— Start TEXT EXTRACT —

And now for data! The Census’ data portal is the closest thing to hell on the internet after r/TheDonald, which is why I am eternally indebted to Kyle Walker and the godsend that is tidycensus. I encourage you to follow along so if you haven’t already obtained a free api key from the Census API, go here2. We are going to need a handful of packages to get started.

library(tidyverse)  
library(tidycensus)
library(sf) 
library(vegan)
library(viridis)
library(tigris)
library(ggthemes)

options(tigris_class = "sf")
options(tigris_use_cache = TRUE)

Now we need a city. How about Cincinnati? I have no affiliation with Cincinnati but everyone seems to use New York for these types of tasks so why not shake things up? So to get started we need a list of the counties that make up the Cincinnati metro area along with the ACS codes pertaining to racial categories in the 2015 American Community Survey. The ACS provides estimates and for greater reliability we are using Census tracts. I am first going to create a vector of counties in the following format "StateAbberviationCountyName". For example, Boone county, Missouri would become "MOBoone". Then we need a vector of ACS codes that we want to collect.

— End TEXT EXTRACT —
— Start DATA FOR THIS TASK —

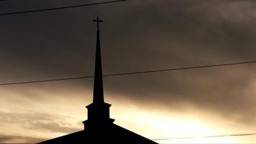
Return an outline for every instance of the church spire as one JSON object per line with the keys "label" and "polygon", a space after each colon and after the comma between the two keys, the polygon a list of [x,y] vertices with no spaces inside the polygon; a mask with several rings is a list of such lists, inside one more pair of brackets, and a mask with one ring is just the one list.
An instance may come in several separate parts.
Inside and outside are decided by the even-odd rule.
{"label": "church spire", "polygon": [[88,119],[84,122],[84,127],[93,125],[102,125],[111,124],[115,119],[109,117],[109,107],[110,104],[104,102],[103,91],[102,71],[101,67],[101,58],[100,54],[100,32],[99,22],[103,22],[97,20],[97,40],[96,45],[96,57],[95,60],[94,84],[93,87],[93,101],[86,107],[88,109]]}
{"label": "church spire", "polygon": [[101,56],[100,54],[100,32],[99,22],[103,21],[97,20],[93,21],[97,22],[97,40],[96,46],[96,56],[95,59],[94,84],[93,87],[93,103],[101,103],[104,102],[103,92],[102,71],[101,67]]}

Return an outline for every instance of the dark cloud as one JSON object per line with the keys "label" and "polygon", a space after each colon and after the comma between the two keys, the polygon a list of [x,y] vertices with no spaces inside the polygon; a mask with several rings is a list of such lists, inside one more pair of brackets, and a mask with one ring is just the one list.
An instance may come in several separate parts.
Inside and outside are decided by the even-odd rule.
{"label": "dark cloud", "polygon": [[[10,141],[23,141],[23,144],[29,144],[29,143],[35,143],[36,142],[38,142],[38,141],[42,141],[45,140],[45,139],[37,138],[33,138],[33,137],[24,137],[22,135],[2,135],[0,134],[0,143],[4,144],[4,143],[9,143]],[[6,142],[6,143],[5,143]],[[17,143],[18,144],[18,143]],[[20,144],[21,144],[20,143]]]}
{"label": "dark cloud", "polygon": [[[73,2],[62,1],[60,4]],[[14,11],[60,4],[45,1],[14,3],[5,2],[0,10]],[[79,3],[84,2],[76,2]],[[7,82],[93,75],[95,25],[92,19],[96,16],[104,20],[100,27],[103,74],[255,60],[255,5],[254,1],[131,1],[1,17],[0,78]],[[108,97],[120,94],[137,105],[161,105],[170,110],[189,102],[198,109],[248,127],[256,119],[253,114],[255,70],[250,64],[109,77],[104,78],[105,88]],[[66,93],[92,87],[92,82],[22,87]],[[12,87],[6,89],[11,91]],[[28,98],[40,97],[29,91],[15,91]],[[76,130],[54,121],[58,118],[41,117],[44,114],[8,115],[20,122],[48,121],[36,121],[30,129],[64,133]]]}
{"label": "dark cloud", "polygon": [[42,113],[16,113],[0,112],[0,121],[20,124],[26,129],[70,133],[81,130],[65,123],[61,116]]}

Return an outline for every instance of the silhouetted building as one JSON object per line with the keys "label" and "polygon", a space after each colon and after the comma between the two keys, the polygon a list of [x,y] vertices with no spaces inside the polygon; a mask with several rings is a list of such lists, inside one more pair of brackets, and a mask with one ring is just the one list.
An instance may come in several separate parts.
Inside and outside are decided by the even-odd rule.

— End DATA FOR THIS TASK —

• [JOBS]
1. In the Census text, what string does Boone County, Missouri become in the county vector format?
2. Express the lines of the records as a JSON list of strings, one string per line and blank lines omitted, from the line containing "Return an outline for every instance of the silhouetted" through the end of the records, inclusive.
The Census text and the records are unrelated.

• [WORKED ANSWERS]
1. "MOBoone"

2.
[
  "Return an outline for every instance of the silhouetted building as one JSON object per line with the keys \"label\" and \"polygon\", a space after each colon and after the comma between the two keys, the polygon a list of [x,y] vertices with no spaces inside the polygon; a mask with several rings is a list of such lists, inside one more pair of brackets, and a mask with one ring is just the one list.",
  "An instance may come in several separate parts.",
  "Inside and outside are decided by the even-odd rule."
]